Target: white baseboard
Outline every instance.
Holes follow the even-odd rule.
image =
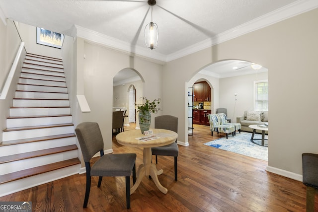
[[[296,174],[294,172],[291,172],[288,171],[286,171],[283,169],[280,169],[269,166],[267,166],[267,167],[266,167],[266,171],[269,171],[269,172],[272,172],[274,174],[277,174],[279,175],[283,176],[284,177],[293,179],[293,180],[303,182],[303,175],[301,174]]]

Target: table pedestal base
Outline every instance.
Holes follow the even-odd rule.
[[[144,164],[140,165],[138,167],[136,174],[137,180],[134,186],[130,189],[131,194],[136,191],[143,178],[145,176],[148,177],[149,176],[151,176],[160,191],[165,194],[168,192],[168,190],[161,185],[158,179],[158,175],[161,174],[163,171],[162,169],[157,170],[156,164],[151,162],[152,155],[151,147],[144,148]]]

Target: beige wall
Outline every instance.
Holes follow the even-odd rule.
[[[25,49],[28,53],[45,55],[55,58],[62,58],[62,52],[60,49],[36,43],[36,27],[35,26],[18,23],[17,29],[21,38],[23,42],[25,42]]]
[[[218,60],[253,61],[269,70],[267,169],[301,180],[302,153],[318,153],[316,127],[309,123],[318,119],[318,25],[316,9],[168,63],[162,102],[165,114],[179,117],[178,140],[187,137],[186,82]]]
[[[237,117],[242,116],[245,110],[254,110],[254,81],[267,79],[267,73],[255,73],[220,79],[220,107],[227,108],[228,117],[232,123],[236,123]]]
[[[2,92],[21,42],[13,22],[7,20],[7,24],[5,25],[0,21],[0,92]],[[9,108],[13,104],[12,98],[14,96],[16,83],[25,56],[25,51],[23,50],[6,99],[0,100],[0,128],[1,130],[0,131],[0,142],[2,141],[2,130],[6,128],[6,118],[9,116]]]
[[[127,108],[126,115],[129,116],[129,90],[132,86],[136,89],[136,102],[139,101],[143,97],[143,81],[138,80],[126,83],[125,85],[120,85],[113,87],[113,106],[117,107],[125,107]],[[138,116],[136,114],[136,122]],[[129,119],[124,119],[124,124],[126,126],[129,125]],[[138,126],[137,126],[138,127]]]
[[[104,139],[104,148],[112,148],[113,77],[119,71],[133,69],[144,80],[144,96],[162,98],[162,66],[99,45],[78,37],[77,94],[84,95],[91,112],[79,114],[78,121],[97,122]],[[153,116],[152,127],[154,126]]]

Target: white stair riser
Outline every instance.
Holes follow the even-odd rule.
[[[35,56],[33,57],[32,55],[27,55],[25,56],[25,59],[31,59],[31,60],[35,60],[36,61],[43,61],[45,62],[48,63],[54,63],[58,64],[63,64],[63,62],[61,60],[56,60],[56,59],[52,59],[50,58],[47,58],[46,57],[41,57],[41,56]]]
[[[67,93],[15,91],[15,98],[19,99],[69,99],[69,94]]]
[[[35,74],[30,73],[21,73],[21,77],[25,78],[30,78],[32,79],[45,79],[47,80],[59,81],[62,82],[65,81],[65,77],[61,76],[49,76],[47,75]]]
[[[72,137],[41,141],[24,143],[18,145],[7,145],[1,147],[1,156],[4,156],[59,146],[68,146],[75,144],[76,143],[76,137]]]
[[[66,87],[66,83],[57,81],[41,80],[39,79],[26,79],[20,78],[19,83],[22,84],[29,84],[39,85],[58,86],[60,87]]]
[[[58,170],[32,176],[26,178],[0,184],[0,197],[54,181],[68,176],[78,174],[80,164],[76,164]]]
[[[46,124],[56,125],[71,123],[71,116],[7,119],[6,127],[9,128],[20,127],[37,126]]]
[[[0,175],[78,157],[78,150],[0,164]]]
[[[28,91],[58,92],[60,93],[67,93],[68,92],[68,88],[66,87],[53,87],[21,84],[18,84],[17,90]]]
[[[25,69],[22,68],[22,71],[27,73],[38,73],[40,74],[53,75],[58,76],[65,76],[64,72],[48,71],[47,71],[37,70],[36,69]]]
[[[13,99],[13,107],[67,107],[69,100]]]
[[[23,67],[30,68],[31,69],[42,69],[43,70],[47,70],[47,71],[59,71],[59,72],[64,71],[62,69],[59,69],[58,68],[54,68],[54,67],[48,67],[44,66],[39,66],[39,65],[32,65],[32,64],[23,64]]]
[[[40,66],[51,66],[53,67],[60,68],[62,69],[63,68],[63,64],[59,64],[57,63],[55,63],[53,61],[41,61],[39,60],[34,59],[33,60],[32,60],[26,59],[24,60],[24,62]]]
[[[31,139],[74,133],[73,126],[37,129],[5,131],[2,132],[2,141]]]
[[[70,114],[71,108],[10,108],[10,116],[49,116],[52,115]]]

· · ·

Work required = From the listing above, keep only the lines that contain the string "Target" and copy them. Matching is case-sensitive.

Right answer =
Target: white baseboard
Target: table pedestal base
Target: beige wall
Target: white stair riser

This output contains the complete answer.